= PROBLEM STATEMENT =
The material below contains a line with "negative clicks: (328, 1545) (248, 1607)" and a line with "positive clicks: (984, 2150)". Copy exactly those two lines and all lines between them.

= DATA IN THIS EXERCISE =
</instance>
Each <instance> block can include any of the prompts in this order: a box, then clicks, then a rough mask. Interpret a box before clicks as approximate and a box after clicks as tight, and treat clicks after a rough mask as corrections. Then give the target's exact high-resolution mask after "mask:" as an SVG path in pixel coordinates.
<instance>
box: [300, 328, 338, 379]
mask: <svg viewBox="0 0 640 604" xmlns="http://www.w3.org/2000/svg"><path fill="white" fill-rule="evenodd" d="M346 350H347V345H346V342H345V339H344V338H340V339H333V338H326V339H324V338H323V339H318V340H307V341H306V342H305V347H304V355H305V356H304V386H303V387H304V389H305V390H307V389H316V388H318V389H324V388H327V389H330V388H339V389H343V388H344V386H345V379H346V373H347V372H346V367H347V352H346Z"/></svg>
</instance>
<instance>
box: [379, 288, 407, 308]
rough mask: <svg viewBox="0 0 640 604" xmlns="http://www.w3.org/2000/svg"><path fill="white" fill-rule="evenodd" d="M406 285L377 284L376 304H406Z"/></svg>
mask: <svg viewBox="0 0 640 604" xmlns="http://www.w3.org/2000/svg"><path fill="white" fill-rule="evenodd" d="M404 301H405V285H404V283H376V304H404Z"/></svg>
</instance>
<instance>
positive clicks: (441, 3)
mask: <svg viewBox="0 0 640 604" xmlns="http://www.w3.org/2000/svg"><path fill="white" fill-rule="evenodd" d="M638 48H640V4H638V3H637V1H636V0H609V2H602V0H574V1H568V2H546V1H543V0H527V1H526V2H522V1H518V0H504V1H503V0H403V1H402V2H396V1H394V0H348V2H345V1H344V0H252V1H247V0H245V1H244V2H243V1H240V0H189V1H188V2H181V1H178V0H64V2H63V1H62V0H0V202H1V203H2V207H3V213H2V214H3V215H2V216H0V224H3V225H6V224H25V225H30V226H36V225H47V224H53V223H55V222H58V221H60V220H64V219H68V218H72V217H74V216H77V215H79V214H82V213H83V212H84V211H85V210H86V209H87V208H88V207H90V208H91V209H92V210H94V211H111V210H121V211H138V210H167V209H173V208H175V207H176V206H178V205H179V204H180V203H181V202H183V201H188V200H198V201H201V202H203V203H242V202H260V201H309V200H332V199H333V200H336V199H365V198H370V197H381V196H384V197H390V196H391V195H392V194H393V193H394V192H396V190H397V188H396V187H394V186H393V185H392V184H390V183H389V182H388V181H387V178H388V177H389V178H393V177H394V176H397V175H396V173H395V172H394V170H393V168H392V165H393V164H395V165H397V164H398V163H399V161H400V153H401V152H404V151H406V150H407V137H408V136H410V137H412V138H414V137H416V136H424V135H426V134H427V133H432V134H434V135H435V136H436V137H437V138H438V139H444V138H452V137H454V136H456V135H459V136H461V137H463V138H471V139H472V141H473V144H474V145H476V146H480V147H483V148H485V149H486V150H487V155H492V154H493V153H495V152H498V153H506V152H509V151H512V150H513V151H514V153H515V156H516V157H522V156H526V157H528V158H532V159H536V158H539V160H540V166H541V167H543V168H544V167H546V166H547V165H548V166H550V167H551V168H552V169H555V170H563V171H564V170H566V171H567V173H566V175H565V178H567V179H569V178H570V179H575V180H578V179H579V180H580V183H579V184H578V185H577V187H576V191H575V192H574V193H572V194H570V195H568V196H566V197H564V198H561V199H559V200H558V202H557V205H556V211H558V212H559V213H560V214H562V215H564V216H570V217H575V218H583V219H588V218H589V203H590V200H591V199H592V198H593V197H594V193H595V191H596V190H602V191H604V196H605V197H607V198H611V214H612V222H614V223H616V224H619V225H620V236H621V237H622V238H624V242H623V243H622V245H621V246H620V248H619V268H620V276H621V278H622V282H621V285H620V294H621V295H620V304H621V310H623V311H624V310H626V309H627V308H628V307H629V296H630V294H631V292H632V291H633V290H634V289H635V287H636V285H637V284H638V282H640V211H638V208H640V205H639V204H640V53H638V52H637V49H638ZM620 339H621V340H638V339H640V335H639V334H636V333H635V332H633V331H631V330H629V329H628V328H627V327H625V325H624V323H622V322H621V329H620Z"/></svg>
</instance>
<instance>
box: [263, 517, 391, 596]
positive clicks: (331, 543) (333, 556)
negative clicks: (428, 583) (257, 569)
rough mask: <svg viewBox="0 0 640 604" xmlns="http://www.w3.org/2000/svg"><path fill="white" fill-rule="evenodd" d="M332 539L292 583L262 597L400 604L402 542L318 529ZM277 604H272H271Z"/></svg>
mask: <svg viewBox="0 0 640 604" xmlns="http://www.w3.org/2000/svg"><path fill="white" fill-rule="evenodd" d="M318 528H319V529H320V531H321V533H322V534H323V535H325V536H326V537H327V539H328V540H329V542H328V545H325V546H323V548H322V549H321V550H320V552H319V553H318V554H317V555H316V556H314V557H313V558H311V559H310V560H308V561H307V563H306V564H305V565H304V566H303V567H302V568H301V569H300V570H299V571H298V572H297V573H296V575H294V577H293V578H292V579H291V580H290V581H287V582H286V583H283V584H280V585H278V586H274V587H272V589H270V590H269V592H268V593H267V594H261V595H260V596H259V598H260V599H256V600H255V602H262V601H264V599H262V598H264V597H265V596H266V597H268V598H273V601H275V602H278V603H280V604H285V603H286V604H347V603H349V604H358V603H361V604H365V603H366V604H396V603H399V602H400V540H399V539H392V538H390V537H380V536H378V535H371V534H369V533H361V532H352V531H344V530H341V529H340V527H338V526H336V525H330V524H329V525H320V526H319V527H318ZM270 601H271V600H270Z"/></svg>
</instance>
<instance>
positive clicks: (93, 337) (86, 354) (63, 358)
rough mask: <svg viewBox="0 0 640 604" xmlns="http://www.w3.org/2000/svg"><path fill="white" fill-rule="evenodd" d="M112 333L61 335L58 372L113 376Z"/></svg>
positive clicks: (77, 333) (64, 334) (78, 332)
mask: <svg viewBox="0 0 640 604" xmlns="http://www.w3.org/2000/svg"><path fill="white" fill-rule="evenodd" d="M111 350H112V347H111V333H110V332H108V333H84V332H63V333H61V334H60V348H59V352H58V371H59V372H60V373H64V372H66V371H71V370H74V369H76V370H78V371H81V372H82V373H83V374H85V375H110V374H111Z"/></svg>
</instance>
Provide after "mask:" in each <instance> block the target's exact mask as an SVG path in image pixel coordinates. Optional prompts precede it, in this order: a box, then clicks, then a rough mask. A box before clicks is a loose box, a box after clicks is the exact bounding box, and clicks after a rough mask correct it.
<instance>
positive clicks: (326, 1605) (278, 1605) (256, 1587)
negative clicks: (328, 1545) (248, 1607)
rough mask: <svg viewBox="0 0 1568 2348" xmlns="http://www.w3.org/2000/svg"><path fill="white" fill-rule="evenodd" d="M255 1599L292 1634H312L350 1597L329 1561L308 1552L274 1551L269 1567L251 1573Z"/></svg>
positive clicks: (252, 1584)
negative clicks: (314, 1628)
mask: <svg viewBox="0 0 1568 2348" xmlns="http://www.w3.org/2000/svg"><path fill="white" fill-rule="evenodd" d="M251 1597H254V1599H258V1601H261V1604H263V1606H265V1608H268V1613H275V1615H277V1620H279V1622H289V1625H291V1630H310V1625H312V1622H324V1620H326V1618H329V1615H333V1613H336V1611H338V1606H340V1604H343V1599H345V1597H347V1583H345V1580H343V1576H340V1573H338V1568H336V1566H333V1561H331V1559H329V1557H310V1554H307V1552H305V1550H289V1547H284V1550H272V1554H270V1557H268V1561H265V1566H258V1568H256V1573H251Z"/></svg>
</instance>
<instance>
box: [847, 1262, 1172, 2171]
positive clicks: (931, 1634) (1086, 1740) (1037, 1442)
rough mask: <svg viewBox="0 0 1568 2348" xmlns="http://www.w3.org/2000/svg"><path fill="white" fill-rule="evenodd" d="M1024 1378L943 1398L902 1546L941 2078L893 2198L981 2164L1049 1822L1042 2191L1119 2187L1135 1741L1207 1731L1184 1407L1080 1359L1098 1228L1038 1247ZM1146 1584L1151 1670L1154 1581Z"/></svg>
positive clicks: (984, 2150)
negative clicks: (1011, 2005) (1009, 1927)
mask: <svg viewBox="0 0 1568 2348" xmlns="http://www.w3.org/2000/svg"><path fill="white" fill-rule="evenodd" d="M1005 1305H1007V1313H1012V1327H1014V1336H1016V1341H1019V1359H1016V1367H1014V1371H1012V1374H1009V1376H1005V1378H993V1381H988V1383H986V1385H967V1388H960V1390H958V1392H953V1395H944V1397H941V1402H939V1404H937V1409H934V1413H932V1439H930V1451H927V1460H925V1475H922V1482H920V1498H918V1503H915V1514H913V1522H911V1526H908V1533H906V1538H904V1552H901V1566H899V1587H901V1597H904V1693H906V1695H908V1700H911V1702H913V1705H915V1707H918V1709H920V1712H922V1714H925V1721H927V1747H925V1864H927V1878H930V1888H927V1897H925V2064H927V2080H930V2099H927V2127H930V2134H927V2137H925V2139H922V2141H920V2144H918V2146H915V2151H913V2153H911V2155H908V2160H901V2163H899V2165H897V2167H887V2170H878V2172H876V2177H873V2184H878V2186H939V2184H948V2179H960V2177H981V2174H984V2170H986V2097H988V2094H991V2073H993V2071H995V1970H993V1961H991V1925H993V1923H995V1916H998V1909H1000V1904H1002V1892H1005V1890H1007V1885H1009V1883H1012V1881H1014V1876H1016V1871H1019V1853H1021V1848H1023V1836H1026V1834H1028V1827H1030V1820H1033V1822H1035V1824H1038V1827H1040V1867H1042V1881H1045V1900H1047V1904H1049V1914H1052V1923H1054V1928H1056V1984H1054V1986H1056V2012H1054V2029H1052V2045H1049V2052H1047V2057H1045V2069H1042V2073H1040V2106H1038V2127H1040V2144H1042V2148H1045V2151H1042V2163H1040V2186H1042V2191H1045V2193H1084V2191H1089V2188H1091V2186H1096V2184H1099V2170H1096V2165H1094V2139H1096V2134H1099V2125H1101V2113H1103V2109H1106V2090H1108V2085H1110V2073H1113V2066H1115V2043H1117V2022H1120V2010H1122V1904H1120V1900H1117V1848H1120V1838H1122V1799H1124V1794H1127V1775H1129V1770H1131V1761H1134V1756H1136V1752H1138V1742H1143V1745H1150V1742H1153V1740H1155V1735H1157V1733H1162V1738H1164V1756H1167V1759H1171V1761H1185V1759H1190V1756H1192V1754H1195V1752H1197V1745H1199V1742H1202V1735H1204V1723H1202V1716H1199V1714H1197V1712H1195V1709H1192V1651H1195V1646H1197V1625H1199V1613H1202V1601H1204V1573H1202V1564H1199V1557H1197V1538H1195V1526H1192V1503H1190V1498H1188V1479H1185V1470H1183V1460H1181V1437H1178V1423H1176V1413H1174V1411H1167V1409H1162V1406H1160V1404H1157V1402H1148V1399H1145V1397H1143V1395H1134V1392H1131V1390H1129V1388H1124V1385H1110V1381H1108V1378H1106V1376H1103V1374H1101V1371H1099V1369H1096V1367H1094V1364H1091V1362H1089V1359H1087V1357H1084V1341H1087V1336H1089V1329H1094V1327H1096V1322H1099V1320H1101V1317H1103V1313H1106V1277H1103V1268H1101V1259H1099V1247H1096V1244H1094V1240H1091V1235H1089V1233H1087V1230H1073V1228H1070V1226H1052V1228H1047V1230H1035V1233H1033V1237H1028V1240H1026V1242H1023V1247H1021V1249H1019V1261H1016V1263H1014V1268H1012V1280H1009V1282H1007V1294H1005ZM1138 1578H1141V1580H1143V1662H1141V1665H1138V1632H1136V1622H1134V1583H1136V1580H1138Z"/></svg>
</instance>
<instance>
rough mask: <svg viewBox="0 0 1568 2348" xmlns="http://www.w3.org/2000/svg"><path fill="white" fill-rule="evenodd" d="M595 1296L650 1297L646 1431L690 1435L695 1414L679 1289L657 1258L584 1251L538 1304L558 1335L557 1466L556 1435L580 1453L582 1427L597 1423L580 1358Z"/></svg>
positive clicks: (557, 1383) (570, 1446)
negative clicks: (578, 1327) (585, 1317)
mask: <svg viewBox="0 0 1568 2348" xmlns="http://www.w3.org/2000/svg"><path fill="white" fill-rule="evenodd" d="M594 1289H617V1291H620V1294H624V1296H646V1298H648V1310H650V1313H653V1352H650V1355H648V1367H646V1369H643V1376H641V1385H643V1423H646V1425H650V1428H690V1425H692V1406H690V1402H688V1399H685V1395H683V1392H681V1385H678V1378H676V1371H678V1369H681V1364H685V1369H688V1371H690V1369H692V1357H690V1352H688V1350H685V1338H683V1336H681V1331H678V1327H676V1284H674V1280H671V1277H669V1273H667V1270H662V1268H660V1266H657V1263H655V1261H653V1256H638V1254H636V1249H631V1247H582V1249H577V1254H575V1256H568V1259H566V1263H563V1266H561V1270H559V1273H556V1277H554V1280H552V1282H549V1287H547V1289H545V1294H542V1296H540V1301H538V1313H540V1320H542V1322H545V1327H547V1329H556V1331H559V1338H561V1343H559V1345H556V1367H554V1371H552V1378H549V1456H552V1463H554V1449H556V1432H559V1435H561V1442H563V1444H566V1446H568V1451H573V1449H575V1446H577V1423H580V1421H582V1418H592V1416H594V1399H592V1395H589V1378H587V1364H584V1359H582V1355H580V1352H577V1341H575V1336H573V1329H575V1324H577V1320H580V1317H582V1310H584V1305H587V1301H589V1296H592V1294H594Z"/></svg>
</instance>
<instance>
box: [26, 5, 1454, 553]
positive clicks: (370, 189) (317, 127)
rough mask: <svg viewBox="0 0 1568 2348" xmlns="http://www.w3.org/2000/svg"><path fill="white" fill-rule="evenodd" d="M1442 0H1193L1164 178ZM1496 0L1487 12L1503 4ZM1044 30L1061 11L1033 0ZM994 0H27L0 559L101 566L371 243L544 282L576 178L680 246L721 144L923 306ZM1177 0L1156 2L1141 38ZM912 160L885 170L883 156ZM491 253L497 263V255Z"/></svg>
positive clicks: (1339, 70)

= TASK RESPONSE =
negative clicks: (328, 1545) (248, 1607)
rough mask: <svg viewBox="0 0 1568 2348" xmlns="http://www.w3.org/2000/svg"><path fill="white" fill-rule="evenodd" d="M255 1599L292 1634H312L350 1597L329 1561L308 1552L274 1551L269 1567L251 1573Z"/></svg>
positive clicks: (252, 1584)
negative clicks: (314, 1628)
mask: <svg viewBox="0 0 1568 2348" xmlns="http://www.w3.org/2000/svg"><path fill="white" fill-rule="evenodd" d="M251 1597H254V1599H258V1601H261V1604H263V1606H265V1608H268V1613H275V1615H277V1620H279V1622H289V1625H291V1630H310V1625H312V1622H324V1620H326V1618H329V1615H333V1613H336V1611H338V1606H340V1604H343V1599H345V1597H347V1583H345V1580H343V1576H340V1573H338V1568H336V1566H333V1561H331V1559H329V1557H310V1554H307V1552H305V1550H289V1547H284V1550H272V1554H270V1557H268V1561H265V1566H258V1568H256V1573H251Z"/></svg>
</instance>
<instance>
box: [847, 1262, 1172, 2171]
positive clicks: (931, 1634) (1086, 1740) (1037, 1442)
rough mask: <svg viewBox="0 0 1568 2348" xmlns="http://www.w3.org/2000/svg"><path fill="white" fill-rule="evenodd" d="M1024 1378L943 1398L902 1546L941 2078L893 2198L981 2164L1049 1822L1042 2191L1119 2187L1135 1741L1207 1731L1184 1407L1080 1359L1098 1228L1038 1247ZM1146 1584L1151 1670L1154 1581Z"/></svg>
positive clicks: (984, 2150)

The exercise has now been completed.